▶ SHORT TASK A:
From the article about the Free Hugs Campaign, extract the stretch from "Some seem embarrassed." through "of the English." word for word.
▶ SHORT TASK B:
Count the lines in the records that contain the string "jacket", and give only the number.

▶ TEXT TO READ:
········
When authorities tried to stop it, Mann got together a petition with 10,000
signatures and his friend, Shimon Moore, stuck the story on YouTube as a
four-minute film, set to a song by Moore’s band, the Sick Puppies.
Within days it became the twelfth most viewed video on the site, and the
authorities backed off. The band got a record deal. Juan Mann got
something even better — an interview on Oprah Winfrey’s show.
And so the Free Hugs Campaign was born. Almost nine million people have now
seen Mann’s video, and many have made their own. One man (Juan Mann, that
is — get it?) became many, and hugging events sprang up all over the
world, in Japan, Korea, Taiwan and America, Italy, Spain and Belgium. In
Sydney, a Free Hugs Day was declared on Labour Day. In China, free huggers
were banned. Hugging mania has crept into Britain from time to time, but
never en masse. A recent study by the Social Issues Research Centre
revealed that fewer than 5 per cent of Britons think that they are good at
showing positive emotion. Would such a crude display of sentiment be
welcome in the land of the stiff upper lip, I wondered. The raucous
laughter that fell upon my proposition in the office that we help
Londoners to “spread the love” suggested not.
Still, here we are, Will and I, standing on a London corner with two “free
hugs” signs of our own, a couple of photographers and more than one
suspicious stare.
We have decided to proffer our hugs where we think they might be most needed —
the Square Mile. Here, we are sure, stressed lawyers and investment
bankers will emerge exhausted from their busy offices to find much-needed
comfort in our embrace. It will all be very Amélie-esque.
Hardly. “Come on, darlin’,” grunts Gareth, a gruff 40-year-old shopkeeper from
Lewisham, enveloping me in a bear hug and shaking me vigorously from side
to side. His mate cocks his head to one side. “Anything more than a hug?
I’d stick around if there were more.” Smiling sweetly, I extricate myself.
“Afraid not,” I say. A young man walks past. “Free sex?” He looks over
hopefully. I shake my head. He carries on walking.
Two Australian girls shriek with recognition. “We saw this in Italy,” one
yells as she flings her arms around me. “It’s a fantastic idea!” Soon,
plenty of passers-by are stopping. What is this for, lots ask. Just being
friendly, I reply cheerfully, which satisfies most. A man called Darren
rings his girlfriend to come and join us and we hug, all three of us,
before the pair wander off happily, hand in hand. A driver, Joe, jumps out
of his van in the middle of the road, scampers across the street for a
tight squeeze and runs back to beeping traffic. One anonymous punter runs
up, twirls me around a few times and then hurries off again without a
word.
Some seem embarrassed. Of what, I ask a blushing thirtysomething policeman.
“I’m just not that into hugging,” he explains. “It makes me
uncomfortable.” “My wife’d kill me,” is a common response, although it
doesn’t quite ring true. Especially when the middle-aged men use it to
fend off Will.
Berta from Venezuela, who gives me a hug and a kiss on the cheek after she
establishes (correctly) that I am not giving away free drugs, asserts that
this kind of coldness is typical of the English.
“But the newer generations are friendlier. Soon they will be like the
foreigners.” An immaculately turned-out 25-year-old tourist from Paris
called Marie disagrees: “Zis is very English, non? We do not have zis in
France.” She refuses to take a hug back to her country from me, and struts
off.
········
▶ DATA IN THIS EXERCISE:

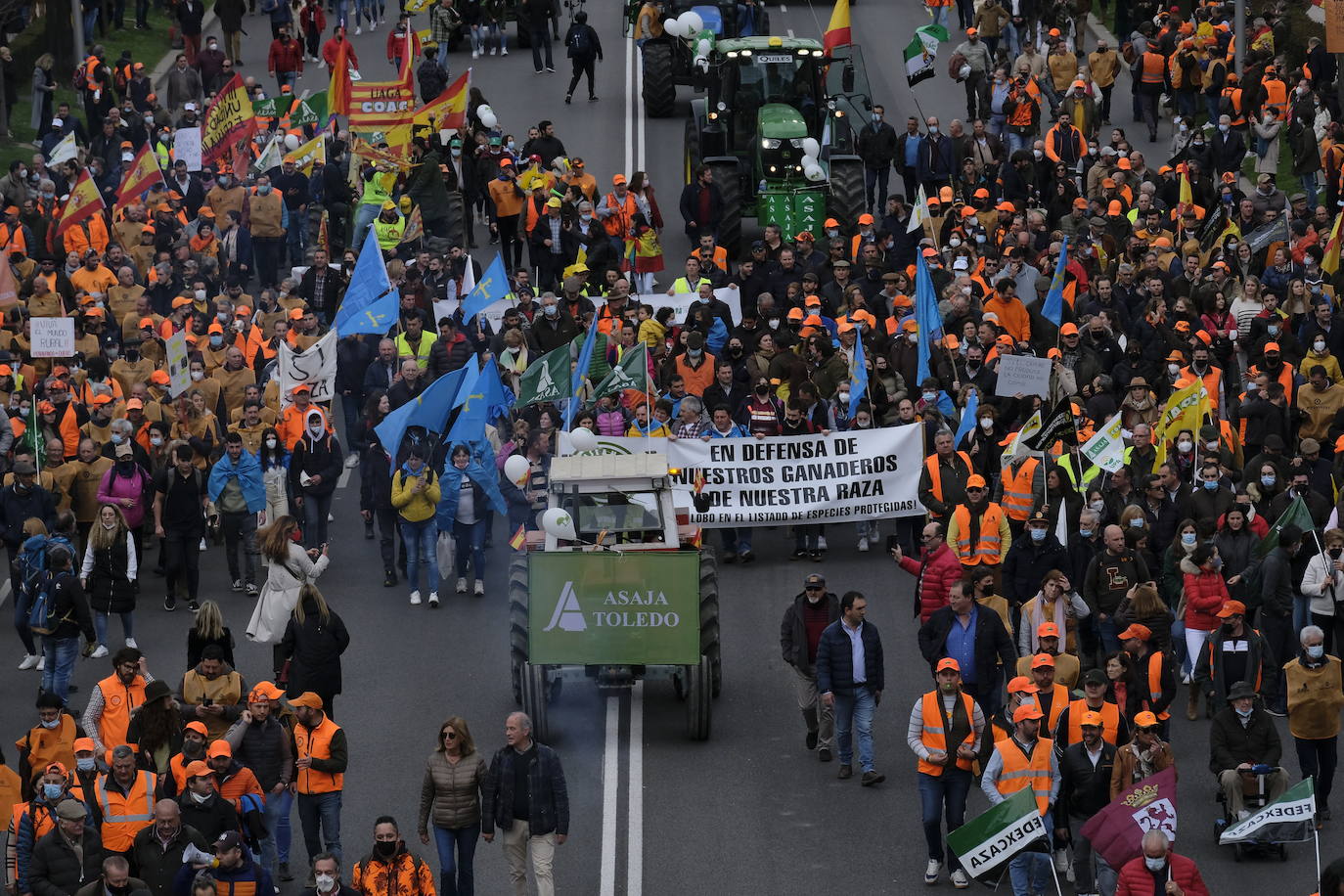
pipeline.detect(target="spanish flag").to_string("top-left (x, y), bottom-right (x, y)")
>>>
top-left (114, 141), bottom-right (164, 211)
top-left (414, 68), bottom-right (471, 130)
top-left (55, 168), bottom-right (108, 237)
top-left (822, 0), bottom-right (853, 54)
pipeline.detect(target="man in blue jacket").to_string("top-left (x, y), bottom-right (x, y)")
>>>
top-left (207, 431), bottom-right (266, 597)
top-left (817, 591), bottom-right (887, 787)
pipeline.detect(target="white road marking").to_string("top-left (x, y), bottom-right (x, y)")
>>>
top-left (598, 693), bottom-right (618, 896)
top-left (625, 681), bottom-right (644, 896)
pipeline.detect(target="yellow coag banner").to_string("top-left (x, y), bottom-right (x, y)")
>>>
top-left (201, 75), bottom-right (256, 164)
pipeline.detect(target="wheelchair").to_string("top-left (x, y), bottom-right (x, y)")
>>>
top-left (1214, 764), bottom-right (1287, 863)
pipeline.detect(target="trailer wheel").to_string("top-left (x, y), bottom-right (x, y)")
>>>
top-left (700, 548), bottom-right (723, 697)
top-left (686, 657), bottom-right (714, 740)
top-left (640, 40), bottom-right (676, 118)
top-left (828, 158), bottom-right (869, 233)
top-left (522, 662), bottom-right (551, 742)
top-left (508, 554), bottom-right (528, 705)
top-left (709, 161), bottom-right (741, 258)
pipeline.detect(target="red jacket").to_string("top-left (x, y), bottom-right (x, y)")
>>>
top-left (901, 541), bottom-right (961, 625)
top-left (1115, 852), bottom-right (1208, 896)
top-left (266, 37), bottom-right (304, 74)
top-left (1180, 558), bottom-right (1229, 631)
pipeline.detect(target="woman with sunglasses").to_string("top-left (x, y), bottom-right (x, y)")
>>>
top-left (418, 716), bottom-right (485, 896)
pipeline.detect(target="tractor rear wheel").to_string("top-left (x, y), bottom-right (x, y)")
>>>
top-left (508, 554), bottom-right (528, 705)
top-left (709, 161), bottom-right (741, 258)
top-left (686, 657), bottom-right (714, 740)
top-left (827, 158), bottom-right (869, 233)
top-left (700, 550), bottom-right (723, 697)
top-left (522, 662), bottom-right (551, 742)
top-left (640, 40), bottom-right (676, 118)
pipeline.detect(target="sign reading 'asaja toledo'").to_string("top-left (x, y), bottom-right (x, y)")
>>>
········
▶ WRITTEN SOLUTION A:
Some seem embarrassed. Of what, I ask a blushing thirtysomething policeman.
“I’m just not that into hugging,” he explains. “It makes me
uncomfortable.” “My wife’d kill me,” is a common response, although it
doesn’t quite ring true. Especially when the middle-aged men use it to
fend off Will.
Berta from Venezuela, who gives me a hug and a kiss on the cheek after she
establishes (correctly) that I am not giving away free drugs, asserts that
this kind of coldness is typical of the English.

▶ WRITTEN SOLUTION B:
2